Data rows
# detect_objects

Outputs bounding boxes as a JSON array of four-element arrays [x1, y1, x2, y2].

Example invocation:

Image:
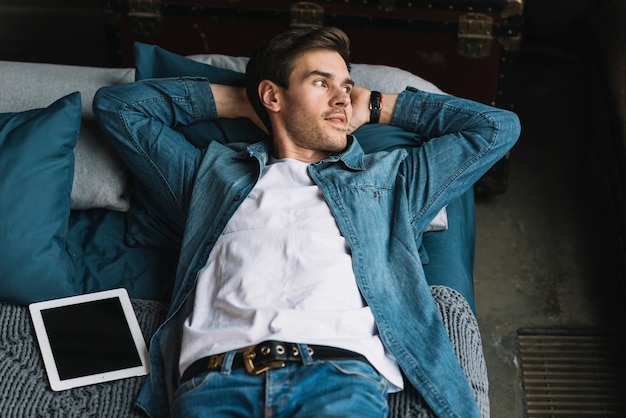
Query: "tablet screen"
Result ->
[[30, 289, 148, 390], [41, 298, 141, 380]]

---

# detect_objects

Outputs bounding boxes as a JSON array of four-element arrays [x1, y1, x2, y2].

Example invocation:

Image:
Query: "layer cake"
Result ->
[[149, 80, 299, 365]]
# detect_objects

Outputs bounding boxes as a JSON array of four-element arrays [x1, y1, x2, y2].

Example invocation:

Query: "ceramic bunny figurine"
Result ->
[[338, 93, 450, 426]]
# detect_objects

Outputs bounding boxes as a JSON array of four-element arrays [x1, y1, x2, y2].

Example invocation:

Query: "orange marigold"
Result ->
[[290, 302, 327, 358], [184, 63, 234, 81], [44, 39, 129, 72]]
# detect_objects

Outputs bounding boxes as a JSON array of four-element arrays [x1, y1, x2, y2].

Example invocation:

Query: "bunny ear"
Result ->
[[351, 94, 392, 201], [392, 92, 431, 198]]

What is asked
Show every line above that contains the word "Query", copying each one in full.

Written response
Query: "tablet screen"
Query: "layer cake"
Query: "ceramic bunny figurine"
Query: "orange marigold"
Query: "bunny ear"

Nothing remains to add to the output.